*List of tasks:*
1. Summarize the passage in two sentences.
2. List every brand in the passage that is given a numbered rank on the list, along with its rank.
3. Quote the passage from the words containing "Possibly no brand" through the words "design, and innovation.".

Possibly no brand has done a better job of mining the potential of these new brand-building principles than Korean consumer electronics manufacturer Samsung Electronics Co. Less than a decade ago, it was a maker of lower-end consumer electronics under a handful of brand names including Wiseview, Tantus, and Yepp, none of which meant much to consumers. Figuring that its only shot at moving up the value chain was to build a stronger identity, the company ditched its other brands to put all its resources behind the Samsung name. Then it focused on building a more upscale image through better quality, design, and innovation.

Beginning in 2001, the newly defined Samsung came out with a line of top-notch mobile phones and digital TVs, products that showed off the company’s technical prowess. By vaulting the quality of its offerings above the competition in those areas, Samsung figured it could boost the overall perception of the brand. Besides, consumers form especially strong bonds with cell phones and TVs. Most people carry their mobile phones with them everywhere, while their TV is the centre of the family room. “We wanted the brand in users’ presence 24/7,” says Peter Weedfald, head of Samsung‘s North American marketing and consumer electronics unit.

Now that strategy is paying off. Over the past five years, No. 20 Samsung has posted the biggest gain in value of any Global 100 brand, with a 186% surge. Even sweeter, last year Samsung surpassed No. 28 Sony, a far more entrenched rival that once owned the electronics category, in overall brand value. Now, in a nod to Samsung, Korean electronics concern LG Electronics Inc. has followed its rival’s playbook. Cracking this year’s global list for the first time at No. 97, LG has also sought to elevate its product under a single brand led by phones and TVs.

Some of the older brands in our ranking are clearly struggling to remake their marketing and product mix for a more complex world. This year’s biggest losers in brand value include Sony (down 16%), Volkswagen (down 12%), and Levi’s (down 11%). VW acknowledges its brand value slippage. “Volkswagen is well aware of the current deficiencies,” says VW brand chief Wolfgang Bernhard. Sony, which disputes that it is losing brand value, has suffered from an innovation drought. The electronics giant pioneered the Walkman, but left Apple to revolutionize portable MP3 players, as well as digital downloading and organizing of music. Meanwhile, Sony‘s moves into films and music put it into areas where its brand adds no value. Worse, those acquisitions made Sony a competitor with other content providers. That, notes Samsung‘s Weedfald, gives his company an advantage in linking to the hottest music and movies. Samsung, for example, is lead sponsor of this summer’s much-hyped movie, Fantastic Four, in which a variety of Samsung gadgets play a part. VW faces different problems. It has attempted to move upmarket with the luxury Touareg sport-utility vehicle and Phaeton sedan models; but that has left car buyers, who associate VW with zippy, affordable cars, confused. Similarly, Levi’s introduction of its less pricey Levi’s Signature line in discount stores means it now competes on price at the low end, while trying to fend off rivals like Diesel at the upper end with its core “red tab” brand.

*Record list:*
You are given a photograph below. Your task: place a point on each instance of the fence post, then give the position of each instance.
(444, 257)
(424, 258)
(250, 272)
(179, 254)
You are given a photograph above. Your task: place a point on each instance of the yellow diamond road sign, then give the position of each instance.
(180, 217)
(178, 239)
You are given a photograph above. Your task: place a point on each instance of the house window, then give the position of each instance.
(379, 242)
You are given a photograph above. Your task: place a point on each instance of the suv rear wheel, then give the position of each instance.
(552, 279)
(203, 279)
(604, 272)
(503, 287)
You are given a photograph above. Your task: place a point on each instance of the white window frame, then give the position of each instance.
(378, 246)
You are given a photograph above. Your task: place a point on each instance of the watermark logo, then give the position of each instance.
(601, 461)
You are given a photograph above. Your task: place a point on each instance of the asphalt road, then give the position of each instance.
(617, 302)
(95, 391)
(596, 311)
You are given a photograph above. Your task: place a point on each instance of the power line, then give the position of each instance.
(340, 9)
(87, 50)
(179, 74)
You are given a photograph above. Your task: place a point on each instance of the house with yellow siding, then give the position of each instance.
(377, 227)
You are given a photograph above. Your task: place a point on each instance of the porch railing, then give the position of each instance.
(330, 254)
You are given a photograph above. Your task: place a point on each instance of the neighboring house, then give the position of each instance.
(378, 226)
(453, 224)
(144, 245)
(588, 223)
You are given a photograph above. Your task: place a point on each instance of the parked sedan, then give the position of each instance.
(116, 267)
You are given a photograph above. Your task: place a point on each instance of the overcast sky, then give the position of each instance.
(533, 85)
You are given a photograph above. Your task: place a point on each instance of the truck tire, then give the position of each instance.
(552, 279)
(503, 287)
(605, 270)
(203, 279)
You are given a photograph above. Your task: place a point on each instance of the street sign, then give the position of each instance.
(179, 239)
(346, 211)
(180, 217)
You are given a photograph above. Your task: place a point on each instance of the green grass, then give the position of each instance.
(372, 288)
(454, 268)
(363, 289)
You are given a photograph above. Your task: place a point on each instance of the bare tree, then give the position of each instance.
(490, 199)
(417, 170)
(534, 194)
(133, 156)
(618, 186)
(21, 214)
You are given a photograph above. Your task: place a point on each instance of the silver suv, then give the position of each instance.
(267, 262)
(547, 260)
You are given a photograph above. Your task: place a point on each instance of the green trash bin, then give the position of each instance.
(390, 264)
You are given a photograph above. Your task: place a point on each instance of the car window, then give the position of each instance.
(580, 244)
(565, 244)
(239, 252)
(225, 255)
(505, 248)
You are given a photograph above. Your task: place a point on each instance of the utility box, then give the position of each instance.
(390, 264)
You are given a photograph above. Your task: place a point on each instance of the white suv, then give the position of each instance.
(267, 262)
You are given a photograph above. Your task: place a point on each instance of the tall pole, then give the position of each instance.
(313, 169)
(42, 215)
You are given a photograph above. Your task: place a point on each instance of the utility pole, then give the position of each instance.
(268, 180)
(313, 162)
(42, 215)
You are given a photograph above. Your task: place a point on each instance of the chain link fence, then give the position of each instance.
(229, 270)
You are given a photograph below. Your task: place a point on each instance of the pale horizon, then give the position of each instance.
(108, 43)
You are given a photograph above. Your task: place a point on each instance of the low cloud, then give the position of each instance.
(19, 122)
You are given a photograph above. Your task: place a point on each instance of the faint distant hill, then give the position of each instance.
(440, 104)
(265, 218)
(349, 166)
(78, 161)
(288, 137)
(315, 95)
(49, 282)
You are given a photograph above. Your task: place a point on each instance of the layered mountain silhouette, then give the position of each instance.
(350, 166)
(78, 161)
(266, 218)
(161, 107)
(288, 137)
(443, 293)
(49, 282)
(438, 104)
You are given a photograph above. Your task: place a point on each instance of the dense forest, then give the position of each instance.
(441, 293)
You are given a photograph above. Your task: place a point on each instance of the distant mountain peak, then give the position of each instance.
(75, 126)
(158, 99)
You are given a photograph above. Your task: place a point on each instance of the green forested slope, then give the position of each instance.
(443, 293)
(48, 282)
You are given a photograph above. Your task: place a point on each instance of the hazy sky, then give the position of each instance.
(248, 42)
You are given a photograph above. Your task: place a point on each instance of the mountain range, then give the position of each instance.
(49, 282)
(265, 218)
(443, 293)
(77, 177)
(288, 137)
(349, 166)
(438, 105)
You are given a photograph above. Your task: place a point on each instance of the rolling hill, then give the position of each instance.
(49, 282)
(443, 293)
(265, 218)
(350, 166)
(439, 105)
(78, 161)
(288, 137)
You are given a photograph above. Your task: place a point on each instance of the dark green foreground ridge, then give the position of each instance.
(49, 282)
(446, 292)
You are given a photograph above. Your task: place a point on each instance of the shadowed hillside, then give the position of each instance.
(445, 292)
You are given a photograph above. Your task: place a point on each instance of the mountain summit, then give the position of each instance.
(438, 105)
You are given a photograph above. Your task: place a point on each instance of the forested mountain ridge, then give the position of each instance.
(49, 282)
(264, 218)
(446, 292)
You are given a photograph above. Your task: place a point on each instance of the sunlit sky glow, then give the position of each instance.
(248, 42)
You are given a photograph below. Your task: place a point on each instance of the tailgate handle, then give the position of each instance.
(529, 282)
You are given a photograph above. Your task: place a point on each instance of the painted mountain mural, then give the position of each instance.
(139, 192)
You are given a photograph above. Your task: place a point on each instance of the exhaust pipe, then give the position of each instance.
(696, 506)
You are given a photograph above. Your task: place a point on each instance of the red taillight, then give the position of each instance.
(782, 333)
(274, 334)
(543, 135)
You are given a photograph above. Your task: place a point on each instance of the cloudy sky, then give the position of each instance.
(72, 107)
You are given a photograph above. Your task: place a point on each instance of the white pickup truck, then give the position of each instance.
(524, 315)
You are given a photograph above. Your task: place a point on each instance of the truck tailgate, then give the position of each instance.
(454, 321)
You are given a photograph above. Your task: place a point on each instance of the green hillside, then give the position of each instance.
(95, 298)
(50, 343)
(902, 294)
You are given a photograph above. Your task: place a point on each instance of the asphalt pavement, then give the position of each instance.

*Solutions to the problems:*
1. Samsung dropped its minor brand names to put everything behind the Samsung name and built a more upscale image with top-notch mobile phones and digital TVs, posting the biggest five-year gain in value of any Global 100 brand and overtaking Sony. Meanwhile, older brands such as Sony, Volkswagen, and Levi's are losing brand value as they struggle to adapt their marketing and product mix.

2.
- Samsung: No. 20
- Sony: No. 28
- LG: No. 97

3.
Possibly no brand has done a better job of mining the potential of these new brand-building principles than Korean consumer electronics manufacturer Samsung Electronics Co. Less than a decade ago, it was a maker of lower-end consumer electronics under a handful of brand names including Wiseview, Tantus, and Yepp, none of which meant much to consumers. Figuring that its only shot at moving up the value chain was to build a stronger identity, the company ditched its other brands to put all its resources behind the Samsung name. Then it focused on building a more upscale image through better quality, design, and innovation.